START Quoted passage
Strategy Note /
Global

5 of the fastest growing EM banks; lessons for the industry

  • We highlight five emerging market banks whose shares have risen by an average 170% year-to-date

  • These names are based in populous markets and are delivering strong top-line growth in higher-margin retail segments

  • Digital business models, strong shareholders and partners, and a focus on innovation are major common traits

5 of the fastest growing EM banks; lessons for the industry
Rahul Shah
Rahul Shah

Head of Financials Equity Research

Follow
Rohit Kumar
Rohit Kumar

Global Financials/Thematics

Follow
Tellimer Research
18 July 2021
Published byTellimer Research

We highlight five emerging market banks whose shares have comfortably outperformed their peers: Bank Jago, Banco Inter, IOB, Banco PAN and VIB.

Some shared qualities are supporting their strong performance:

  • An emphasis on digital business models is allowing these franchises to efficiently service their fast-growing client bases.

  • By focusing on higher-margin products within the retail segment, these firms can fund substantial in-house innovation and business development.

  • In addition, all the banks are based in populous markets, giving them long growth runways.

In this report, we profile each of these names and explore these common themes.
END Quoted passage
_What the task asks_: Write out the passage from the note on emerging market banks above, starting with "Global Financials/Thematics" and going on through "fast-growing client bases.".
START Data rows
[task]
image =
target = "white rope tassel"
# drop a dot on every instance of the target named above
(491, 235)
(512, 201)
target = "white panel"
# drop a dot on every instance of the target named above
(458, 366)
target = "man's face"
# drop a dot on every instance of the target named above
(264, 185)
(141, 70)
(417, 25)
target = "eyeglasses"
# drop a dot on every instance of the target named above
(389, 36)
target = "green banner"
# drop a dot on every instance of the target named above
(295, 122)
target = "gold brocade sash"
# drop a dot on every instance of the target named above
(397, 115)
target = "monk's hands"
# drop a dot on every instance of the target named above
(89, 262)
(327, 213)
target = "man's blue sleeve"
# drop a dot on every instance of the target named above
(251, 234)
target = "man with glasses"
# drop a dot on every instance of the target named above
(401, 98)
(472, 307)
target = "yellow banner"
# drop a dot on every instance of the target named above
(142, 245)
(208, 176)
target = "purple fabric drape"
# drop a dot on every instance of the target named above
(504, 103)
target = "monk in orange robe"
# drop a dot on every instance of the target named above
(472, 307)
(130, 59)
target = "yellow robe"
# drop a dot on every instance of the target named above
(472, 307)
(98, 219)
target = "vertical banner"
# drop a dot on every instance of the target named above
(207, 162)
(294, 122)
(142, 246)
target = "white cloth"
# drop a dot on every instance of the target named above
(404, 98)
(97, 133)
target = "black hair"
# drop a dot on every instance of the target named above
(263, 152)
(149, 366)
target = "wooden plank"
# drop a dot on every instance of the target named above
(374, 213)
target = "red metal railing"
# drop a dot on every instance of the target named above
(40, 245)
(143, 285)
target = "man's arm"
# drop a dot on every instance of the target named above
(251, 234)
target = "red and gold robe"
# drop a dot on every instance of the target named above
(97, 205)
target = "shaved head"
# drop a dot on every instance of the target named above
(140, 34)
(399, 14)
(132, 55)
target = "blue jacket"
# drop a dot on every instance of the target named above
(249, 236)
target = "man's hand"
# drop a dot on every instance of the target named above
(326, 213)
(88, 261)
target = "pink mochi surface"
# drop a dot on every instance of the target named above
END Data rows
_Right answer_:
Global Financials/Thematics

Follow
Tellimer Research
18 July 2021
Published byTellimer Research

We highlight five emerging market banks whose shares have comfortably outperformed their peers: Bank Jago, Banco Inter, IOB, Banco PAN and VIB.

Some shared qualities are supporting their strong performance:

  • An emphasis on digital business models is allowing these franchises to efficiently service their fast-growing client bases.